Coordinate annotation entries
*****

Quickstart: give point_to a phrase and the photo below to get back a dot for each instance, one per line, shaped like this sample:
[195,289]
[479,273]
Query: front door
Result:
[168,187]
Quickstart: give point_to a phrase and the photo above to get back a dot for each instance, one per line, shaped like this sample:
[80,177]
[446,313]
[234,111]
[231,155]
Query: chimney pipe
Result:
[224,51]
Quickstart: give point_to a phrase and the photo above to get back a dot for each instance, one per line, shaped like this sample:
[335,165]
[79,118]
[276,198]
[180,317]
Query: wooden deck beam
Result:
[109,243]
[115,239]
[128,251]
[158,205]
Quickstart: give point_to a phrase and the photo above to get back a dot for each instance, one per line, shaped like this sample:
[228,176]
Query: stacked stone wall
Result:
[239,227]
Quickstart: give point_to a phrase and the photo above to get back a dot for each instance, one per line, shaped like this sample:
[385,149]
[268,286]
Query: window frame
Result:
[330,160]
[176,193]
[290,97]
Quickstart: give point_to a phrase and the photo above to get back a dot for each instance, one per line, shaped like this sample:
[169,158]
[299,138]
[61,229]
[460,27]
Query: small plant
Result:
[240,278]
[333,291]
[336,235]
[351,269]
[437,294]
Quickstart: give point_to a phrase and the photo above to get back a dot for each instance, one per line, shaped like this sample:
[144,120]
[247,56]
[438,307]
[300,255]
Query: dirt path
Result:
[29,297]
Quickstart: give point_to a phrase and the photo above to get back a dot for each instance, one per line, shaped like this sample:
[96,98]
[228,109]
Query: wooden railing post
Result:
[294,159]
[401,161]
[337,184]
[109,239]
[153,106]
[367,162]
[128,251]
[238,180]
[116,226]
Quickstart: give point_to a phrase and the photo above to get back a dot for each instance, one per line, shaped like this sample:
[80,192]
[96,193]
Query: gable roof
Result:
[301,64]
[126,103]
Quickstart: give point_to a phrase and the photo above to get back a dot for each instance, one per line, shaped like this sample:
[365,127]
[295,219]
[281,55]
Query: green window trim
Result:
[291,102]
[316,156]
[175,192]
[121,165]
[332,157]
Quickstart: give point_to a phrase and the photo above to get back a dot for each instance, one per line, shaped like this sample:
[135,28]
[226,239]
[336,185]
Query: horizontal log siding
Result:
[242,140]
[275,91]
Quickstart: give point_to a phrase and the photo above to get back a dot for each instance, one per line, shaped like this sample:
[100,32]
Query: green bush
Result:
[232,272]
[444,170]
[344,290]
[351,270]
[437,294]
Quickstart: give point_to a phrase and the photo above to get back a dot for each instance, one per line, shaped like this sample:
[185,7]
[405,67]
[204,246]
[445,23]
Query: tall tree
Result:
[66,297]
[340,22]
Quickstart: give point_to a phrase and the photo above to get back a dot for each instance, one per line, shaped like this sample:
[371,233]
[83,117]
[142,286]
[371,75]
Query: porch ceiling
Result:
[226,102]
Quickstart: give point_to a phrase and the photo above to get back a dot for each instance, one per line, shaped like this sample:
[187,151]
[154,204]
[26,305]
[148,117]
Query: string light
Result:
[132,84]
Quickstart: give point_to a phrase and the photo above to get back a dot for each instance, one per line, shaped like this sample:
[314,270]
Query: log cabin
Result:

*****

Print every record above exactly as written.

Task output:
Quickstart: give point_to a phrase and the photo below to get back a dot for each instance, one per line, shaped like this sample:
[195,289]
[479,273]
Query: front door
Result:
[168,187]
Quickstart: give point_to a phrase and the photo above to get back a dot for each instance, one per line, shaped like this sample:
[80,177]
[446,313]
[234,111]
[231,155]
Query: chimney pipe
Result:
[224,51]
Quickstart: give point_to a phrase and the photo above to get back a dot for each instance, one per line, shaped like this sample:
[335,165]
[79,118]
[276,198]
[180,317]
Query: wooden deck beam
Result:
[109,243]
[115,239]
[128,251]
[158,205]
Quickstart: give point_to a phrase and the photo above to get back a dot for each instance, one per line, shaped like this sample:
[228,176]
Query: stacked stone wall
Result:
[239,227]
Quickstart: give point_to a phrase and the photo above to get back a dot for each instance, one per line, shaped like this sample:
[385,149]
[268,286]
Query: window frame
Result:
[330,160]
[176,193]
[290,97]
Quickstart: give point_to a phrase and the photo above to get back a dot for each instance, one per line, shaped like this sample:
[169,158]
[299,138]
[61,229]
[460,27]
Query: small plant
Result:
[240,278]
[333,291]
[336,235]
[351,269]
[437,294]
Quickstart: give point_to a phrase and the photo above to get back a dot for each instance, one per line, shaped like this sample:
[144,120]
[247,56]
[438,307]
[300,255]
Query: dirt path
Result:
[29,297]
Quickstart: give point_to a phrase and the photo above to get back a dot for each instance, one per line, shaped like this sample:
[96,98]
[228,109]
Query: wooden railing post
Result:
[294,159]
[401,161]
[337,184]
[109,239]
[153,106]
[367,162]
[128,251]
[238,180]
[116,226]
Quickstart: give point_to a phrase and the photo above to get back a dot for each instance, one per line, shaped like this sample:
[80,192]
[96,193]
Query: gable roof
Result:
[301,64]
[126,103]
Quickstart: give point_to a phrase and the photo above to get back a dot for each instance, one per line, shaped like this sample:
[365,127]
[295,219]
[281,55]
Query: green window trim
Result:
[291,102]
[316,156]
[175,192]
[121,165]
[332,157]
Quickstart: give point_to a phrase and the photo above to get back a dot for each instance, one per line, shaped like this sample:
[135,28]
[226,239]
[336,185]
Query: horizontal log siding
Result:
[242,140]
[275,91]
Quickstart: give point_to a phrase and the photo above to get back a dot for each instance, one per line, shaped like this sample:
[100,32]
Query: green bush
Result:
[232,272]
[444,170]
[344,290]
[351,270]
[437,294]
Quickstart: give point_to a phrase and the photo above to get back a dot for each instance, one per line, shaped like this sample:
[185,7]
[405,67]
[204,246]
[445,23]
Query: tall tree
Result:
[66,297]
[340,22]
Quickstart: give point_to a phrase and the photo above to get back a dot for each instance, one per line, shaped like this sample:
[371,233]
[83,117]
[142,286]
[371,75]
Query: porch ceiling
Result:
[226,102]
Quickstart: give point_to a phrase and the photo above to get back a dot for each instance, one per line, shaped like this sample:
[187,151]
[154,204]
[26,305]
[148,117]
Query: string light
Result:
[132,84]
Quickstart: give point_to a phrase and the photo above to get back a dot for each instance, one per line, shaped like this sample:
[314,270]
Query: log cabin
Result:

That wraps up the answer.